### [WHAT TO PRODUCE]
In the listing below, copy out the lines from the line with "mark the man's neck | one pin per instance." to the line with "x=308 y=729", changing "pixel coordinates" to "image coordinates" and leaving everything else unchanged. Return only those lines.

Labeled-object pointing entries
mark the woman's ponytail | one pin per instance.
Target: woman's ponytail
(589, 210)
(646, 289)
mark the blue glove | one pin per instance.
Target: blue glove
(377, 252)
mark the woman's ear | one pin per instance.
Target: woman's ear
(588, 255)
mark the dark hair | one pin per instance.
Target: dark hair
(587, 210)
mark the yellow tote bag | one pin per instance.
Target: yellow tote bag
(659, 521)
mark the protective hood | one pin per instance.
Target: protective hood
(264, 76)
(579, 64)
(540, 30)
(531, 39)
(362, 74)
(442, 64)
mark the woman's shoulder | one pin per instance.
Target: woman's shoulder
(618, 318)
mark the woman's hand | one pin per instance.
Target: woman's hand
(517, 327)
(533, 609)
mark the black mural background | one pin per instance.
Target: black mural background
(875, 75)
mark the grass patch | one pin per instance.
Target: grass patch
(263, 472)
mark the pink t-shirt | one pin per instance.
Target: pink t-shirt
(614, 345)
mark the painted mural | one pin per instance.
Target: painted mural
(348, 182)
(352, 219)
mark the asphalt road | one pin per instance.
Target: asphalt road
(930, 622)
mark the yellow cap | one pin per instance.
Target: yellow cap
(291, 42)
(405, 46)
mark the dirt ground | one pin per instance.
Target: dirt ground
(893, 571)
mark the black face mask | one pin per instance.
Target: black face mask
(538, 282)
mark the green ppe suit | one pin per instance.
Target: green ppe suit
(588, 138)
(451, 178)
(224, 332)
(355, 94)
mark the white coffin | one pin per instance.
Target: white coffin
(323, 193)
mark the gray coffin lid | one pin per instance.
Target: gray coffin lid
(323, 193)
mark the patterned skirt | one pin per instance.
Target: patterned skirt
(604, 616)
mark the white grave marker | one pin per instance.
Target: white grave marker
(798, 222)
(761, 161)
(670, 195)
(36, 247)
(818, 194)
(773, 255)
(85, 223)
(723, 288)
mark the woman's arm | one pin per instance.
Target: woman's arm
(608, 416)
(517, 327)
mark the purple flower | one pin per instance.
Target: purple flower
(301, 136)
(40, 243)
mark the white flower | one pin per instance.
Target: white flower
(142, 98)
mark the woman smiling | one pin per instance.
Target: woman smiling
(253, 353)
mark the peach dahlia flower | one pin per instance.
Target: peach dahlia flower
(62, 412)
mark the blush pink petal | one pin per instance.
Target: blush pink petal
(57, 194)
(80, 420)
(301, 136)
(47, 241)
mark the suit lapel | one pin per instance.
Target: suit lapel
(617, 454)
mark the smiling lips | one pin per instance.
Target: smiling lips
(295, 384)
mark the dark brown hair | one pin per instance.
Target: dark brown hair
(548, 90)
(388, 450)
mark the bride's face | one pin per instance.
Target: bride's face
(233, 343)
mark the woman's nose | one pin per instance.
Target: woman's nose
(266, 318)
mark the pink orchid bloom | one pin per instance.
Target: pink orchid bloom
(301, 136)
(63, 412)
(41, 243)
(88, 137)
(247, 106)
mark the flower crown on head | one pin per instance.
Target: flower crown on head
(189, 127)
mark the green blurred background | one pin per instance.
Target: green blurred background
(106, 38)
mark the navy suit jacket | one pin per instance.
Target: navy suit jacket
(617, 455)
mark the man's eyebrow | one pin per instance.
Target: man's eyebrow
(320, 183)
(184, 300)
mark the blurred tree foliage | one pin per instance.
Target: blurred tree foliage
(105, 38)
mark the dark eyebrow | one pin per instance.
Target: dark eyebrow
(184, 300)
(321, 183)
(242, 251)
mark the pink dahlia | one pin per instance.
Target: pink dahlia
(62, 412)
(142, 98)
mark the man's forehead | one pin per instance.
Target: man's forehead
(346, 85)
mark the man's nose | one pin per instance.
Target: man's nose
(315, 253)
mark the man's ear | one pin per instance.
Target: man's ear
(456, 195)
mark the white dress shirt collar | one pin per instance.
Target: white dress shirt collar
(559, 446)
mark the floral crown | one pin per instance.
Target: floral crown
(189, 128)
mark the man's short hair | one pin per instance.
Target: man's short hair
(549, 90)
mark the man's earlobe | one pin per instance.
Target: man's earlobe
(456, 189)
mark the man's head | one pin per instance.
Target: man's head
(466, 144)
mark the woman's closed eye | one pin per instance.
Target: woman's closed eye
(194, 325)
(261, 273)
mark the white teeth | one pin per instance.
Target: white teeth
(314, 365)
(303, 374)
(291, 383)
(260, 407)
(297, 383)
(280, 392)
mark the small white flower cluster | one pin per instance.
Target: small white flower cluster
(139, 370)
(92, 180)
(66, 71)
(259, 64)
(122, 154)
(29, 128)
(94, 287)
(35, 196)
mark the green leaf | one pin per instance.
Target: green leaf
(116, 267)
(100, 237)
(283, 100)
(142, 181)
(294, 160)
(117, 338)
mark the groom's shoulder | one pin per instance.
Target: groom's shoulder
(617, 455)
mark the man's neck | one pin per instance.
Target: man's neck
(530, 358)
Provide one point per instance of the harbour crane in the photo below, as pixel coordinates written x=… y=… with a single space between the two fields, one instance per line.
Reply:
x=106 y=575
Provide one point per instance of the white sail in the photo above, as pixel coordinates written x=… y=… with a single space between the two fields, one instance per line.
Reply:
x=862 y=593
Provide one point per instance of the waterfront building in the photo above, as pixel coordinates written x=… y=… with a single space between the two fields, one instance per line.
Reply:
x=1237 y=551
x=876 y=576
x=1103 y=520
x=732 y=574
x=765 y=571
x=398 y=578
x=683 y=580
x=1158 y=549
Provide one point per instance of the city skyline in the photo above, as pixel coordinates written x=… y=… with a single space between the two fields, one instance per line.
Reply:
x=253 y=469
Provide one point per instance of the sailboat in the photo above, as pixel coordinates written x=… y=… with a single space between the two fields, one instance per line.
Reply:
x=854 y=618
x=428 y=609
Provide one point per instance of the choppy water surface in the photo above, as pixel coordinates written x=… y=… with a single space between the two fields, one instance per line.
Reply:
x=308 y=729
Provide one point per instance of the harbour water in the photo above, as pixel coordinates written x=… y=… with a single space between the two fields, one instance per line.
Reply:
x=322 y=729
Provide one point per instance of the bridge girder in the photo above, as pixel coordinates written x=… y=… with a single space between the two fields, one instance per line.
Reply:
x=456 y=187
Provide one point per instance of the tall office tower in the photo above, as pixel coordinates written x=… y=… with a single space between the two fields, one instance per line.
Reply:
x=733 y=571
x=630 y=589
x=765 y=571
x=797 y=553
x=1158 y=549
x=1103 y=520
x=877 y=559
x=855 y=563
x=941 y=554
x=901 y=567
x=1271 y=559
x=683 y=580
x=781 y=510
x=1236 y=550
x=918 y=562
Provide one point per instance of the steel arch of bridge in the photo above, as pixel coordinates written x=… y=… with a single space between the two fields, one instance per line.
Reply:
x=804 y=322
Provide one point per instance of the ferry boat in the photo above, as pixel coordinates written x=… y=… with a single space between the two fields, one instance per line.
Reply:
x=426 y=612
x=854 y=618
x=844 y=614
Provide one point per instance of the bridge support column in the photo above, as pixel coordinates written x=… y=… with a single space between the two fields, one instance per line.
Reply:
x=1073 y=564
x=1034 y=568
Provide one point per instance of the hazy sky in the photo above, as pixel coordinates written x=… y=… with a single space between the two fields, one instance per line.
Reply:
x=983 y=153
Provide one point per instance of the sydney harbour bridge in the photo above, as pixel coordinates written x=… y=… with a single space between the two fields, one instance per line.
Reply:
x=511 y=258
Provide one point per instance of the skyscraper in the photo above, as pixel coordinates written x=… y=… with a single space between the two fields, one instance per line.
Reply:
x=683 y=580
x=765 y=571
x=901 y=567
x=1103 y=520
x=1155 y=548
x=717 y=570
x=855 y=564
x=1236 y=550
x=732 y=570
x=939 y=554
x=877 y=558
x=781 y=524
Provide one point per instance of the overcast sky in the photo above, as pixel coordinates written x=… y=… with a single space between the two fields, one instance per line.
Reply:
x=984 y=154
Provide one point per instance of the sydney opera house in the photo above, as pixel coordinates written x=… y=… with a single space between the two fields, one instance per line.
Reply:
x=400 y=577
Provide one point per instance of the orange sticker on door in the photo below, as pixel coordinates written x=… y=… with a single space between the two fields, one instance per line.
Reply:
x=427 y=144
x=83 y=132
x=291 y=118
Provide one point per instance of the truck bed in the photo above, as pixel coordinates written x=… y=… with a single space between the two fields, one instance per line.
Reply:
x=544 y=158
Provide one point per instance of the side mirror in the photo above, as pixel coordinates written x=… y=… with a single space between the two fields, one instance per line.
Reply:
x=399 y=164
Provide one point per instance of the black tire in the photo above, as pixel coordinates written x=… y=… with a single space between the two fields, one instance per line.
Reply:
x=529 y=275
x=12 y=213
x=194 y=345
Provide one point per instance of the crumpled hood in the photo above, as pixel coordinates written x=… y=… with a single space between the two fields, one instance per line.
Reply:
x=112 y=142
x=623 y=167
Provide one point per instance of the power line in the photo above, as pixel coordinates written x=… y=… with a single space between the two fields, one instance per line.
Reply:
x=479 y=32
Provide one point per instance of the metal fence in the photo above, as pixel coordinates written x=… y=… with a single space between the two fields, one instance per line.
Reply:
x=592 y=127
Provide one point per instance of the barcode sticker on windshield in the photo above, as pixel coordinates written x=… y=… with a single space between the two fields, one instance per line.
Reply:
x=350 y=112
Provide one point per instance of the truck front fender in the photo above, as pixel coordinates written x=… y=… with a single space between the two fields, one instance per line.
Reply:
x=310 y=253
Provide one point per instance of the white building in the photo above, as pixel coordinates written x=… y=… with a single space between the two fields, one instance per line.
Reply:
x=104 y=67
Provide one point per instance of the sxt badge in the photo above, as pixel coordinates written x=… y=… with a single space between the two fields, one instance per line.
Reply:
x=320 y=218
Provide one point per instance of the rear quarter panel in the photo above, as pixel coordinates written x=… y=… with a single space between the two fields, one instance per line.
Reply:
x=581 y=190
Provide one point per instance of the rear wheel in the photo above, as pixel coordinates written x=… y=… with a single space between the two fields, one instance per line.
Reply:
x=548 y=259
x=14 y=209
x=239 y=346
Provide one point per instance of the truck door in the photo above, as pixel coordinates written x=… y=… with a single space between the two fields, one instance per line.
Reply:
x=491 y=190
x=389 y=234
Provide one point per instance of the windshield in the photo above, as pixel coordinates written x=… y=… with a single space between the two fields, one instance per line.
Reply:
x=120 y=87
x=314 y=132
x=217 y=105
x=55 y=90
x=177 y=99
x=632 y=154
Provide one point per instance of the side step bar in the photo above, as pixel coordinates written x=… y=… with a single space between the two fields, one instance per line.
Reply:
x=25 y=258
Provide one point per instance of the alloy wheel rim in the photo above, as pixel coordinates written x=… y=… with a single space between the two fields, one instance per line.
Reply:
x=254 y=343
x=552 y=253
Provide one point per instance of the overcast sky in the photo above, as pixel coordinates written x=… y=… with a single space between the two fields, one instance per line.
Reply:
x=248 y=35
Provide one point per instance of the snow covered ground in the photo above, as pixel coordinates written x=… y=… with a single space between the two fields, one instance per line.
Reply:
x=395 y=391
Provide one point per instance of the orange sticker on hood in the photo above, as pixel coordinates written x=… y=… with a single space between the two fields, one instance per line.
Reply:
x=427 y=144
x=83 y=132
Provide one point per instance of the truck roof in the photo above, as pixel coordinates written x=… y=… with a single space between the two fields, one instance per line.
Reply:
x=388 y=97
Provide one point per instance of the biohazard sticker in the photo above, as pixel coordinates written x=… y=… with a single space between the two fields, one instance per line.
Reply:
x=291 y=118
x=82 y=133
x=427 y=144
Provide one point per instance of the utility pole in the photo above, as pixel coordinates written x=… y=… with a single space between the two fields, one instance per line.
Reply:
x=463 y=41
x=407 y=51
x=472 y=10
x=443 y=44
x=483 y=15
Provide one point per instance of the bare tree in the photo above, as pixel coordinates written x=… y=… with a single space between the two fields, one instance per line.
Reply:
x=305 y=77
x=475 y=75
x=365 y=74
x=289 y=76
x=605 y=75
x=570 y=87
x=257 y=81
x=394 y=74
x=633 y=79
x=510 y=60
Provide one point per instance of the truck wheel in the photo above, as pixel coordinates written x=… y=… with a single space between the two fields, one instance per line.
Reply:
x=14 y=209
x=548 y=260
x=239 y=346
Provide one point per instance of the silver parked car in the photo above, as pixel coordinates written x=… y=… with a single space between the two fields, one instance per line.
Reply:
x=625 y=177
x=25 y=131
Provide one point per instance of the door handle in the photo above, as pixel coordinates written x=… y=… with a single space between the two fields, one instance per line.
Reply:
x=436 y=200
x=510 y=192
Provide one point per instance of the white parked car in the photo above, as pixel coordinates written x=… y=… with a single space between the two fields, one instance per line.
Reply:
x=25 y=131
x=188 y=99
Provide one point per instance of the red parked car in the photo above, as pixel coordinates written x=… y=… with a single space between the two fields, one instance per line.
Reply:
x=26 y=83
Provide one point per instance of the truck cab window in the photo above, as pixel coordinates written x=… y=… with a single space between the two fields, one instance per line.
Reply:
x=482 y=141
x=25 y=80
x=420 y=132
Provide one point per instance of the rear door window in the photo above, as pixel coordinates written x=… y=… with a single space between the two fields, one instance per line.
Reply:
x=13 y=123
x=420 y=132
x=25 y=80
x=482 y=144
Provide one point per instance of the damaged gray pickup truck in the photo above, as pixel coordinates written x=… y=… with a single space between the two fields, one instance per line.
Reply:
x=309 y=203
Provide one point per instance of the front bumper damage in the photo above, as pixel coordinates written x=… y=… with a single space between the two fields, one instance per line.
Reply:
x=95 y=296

### [RESPONSE]
mark the man's neck | one pin per instance.
Target: man's neck
(530, 358)
Provide one point per instance of the harbour crane in the photo below, as image coordinates written x=… y=… with a single space between the two fields, one instance per line.
Reply:
x=106 y=575
Provide one point per instance of the white sail in the photo above, as image coordinates written x=… y=… with a single space between the two fields, one instance per line.
Reply:
x=862 y=593
Provide one point per instance of the waterfront building in the photo above, as image coordinates written x=… y=… with a single space between the two fields, one instance per line.
Reply:
x=1237 y=551
x=876 y=576
x=1103 y=520
x=732 y=574
x=765 y=571
x=398 y=578
x=683 y=580
x=1158 y=549
Provide one point per instance of the city skyline in the photo above, as image coordinates written x=… y=… with a single space between the two fields, one instance per line.
Reply:
x=253 y=469
Provide one point per instance of the sailboat in the photo above, as image coordinates written x=… y=… with a single space between the two fields, one instance per line.
Reply:
x=854 y=618
x=428 y=609
Provide one point per instance of the choppy water surface in the photo above, as image coordinates written x=… y=… with a single space between the two fields, one instance per line.
Reply:
x=308 y=729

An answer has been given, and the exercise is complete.